Set down each line of the data below exactly as it stands, dropping the pictures.

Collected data
● ● ●
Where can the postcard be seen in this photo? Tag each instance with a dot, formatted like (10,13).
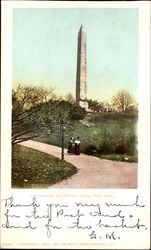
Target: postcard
(75,125)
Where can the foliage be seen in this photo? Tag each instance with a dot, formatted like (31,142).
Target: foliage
(26,102)
(70,98)
(95,105)
(123,101)
(35,112)
(31,168)
(77,113)
(109,135)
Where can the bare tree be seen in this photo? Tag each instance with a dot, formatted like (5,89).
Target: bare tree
(26,101)
(70,98)
(123,101)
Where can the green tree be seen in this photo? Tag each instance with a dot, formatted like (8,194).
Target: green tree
(26,102)
(70,98)
(123,101)
(77,113)
(95,105)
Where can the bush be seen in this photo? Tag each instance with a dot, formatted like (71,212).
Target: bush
(32,168)
(90,150)
(77,113)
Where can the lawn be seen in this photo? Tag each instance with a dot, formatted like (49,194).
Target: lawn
(34,169)
(106,135)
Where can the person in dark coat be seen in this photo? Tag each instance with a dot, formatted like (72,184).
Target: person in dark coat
(71,146)
(77,146)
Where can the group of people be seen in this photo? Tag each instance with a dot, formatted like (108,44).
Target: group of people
(74,146)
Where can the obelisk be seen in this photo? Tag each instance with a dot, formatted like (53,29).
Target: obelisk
(81,77)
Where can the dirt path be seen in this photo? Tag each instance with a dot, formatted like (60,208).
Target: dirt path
(92,171)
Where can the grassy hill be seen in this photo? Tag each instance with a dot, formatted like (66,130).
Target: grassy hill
(34,169)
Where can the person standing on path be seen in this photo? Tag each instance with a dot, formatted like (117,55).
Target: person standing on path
● ● ●
» Exercise answer:
Where can the postcard be seen in this photo? Tag each instance with a dot, formatted like (10,13).
Target: postcard
(75,125)
Where can the foliage be seen in this photo? Tag each instance with a dot, formatted like (31,142).
Target: foliage
(26,102)
(70,98)
(95,105)
(123,101)
(35,112)
(31,168)
(77,113)
(109,135)
Where can the bare tree be seen in this photo? Tag each instance with a dot, formatted like (5,89).
Target: bare tree
(26,101)
(70,98)
(123,101)
Where can the green tree be seen in this photo? Tag each instance with a dot, formatted like (8,194).
Target: green tree
(26,102)
(70,98)
(123,101)
(77,113)
(95,105)
Where can the bush be seen in this photo? Tag each instance with a dot, formatted like (71,212).
Target: bush
(32,168)
(90,150)
(77,113)
Where can the lawn be seen in this photo? Tag each instance with a dot, formatted like (49,194).
Target: lawn
(34,169)
(106,135)
Where can the person in dark coat be seen in this photo? Tag each instance with a dot, formatted like (72,184).
Target: person in dark coat
(71,146)
(77,146)
Where can the group of people be seen in this photo? Tag each instance with a dot, formatted like (108,44).
Target: group of people
(74,146)
Where can the obelisk be seen in this photo? Tag each instance with a dot, formatted like (53,29).
Target: obelisk
(81,77)
Where can the dirt path be seen in this photo? Tag each instance with a dot, formatted like (60,208).
Target: dirt path
(92,171)
Where can the grassy hill be seen in this photo? Tag each instance with a dot, formatted like (66,130).
Target: grassy hill
(34,169)
Where can the person standing on path be seen in this photo? Tag each instance with a dot, formatted like (117,55).
Target: person standing on path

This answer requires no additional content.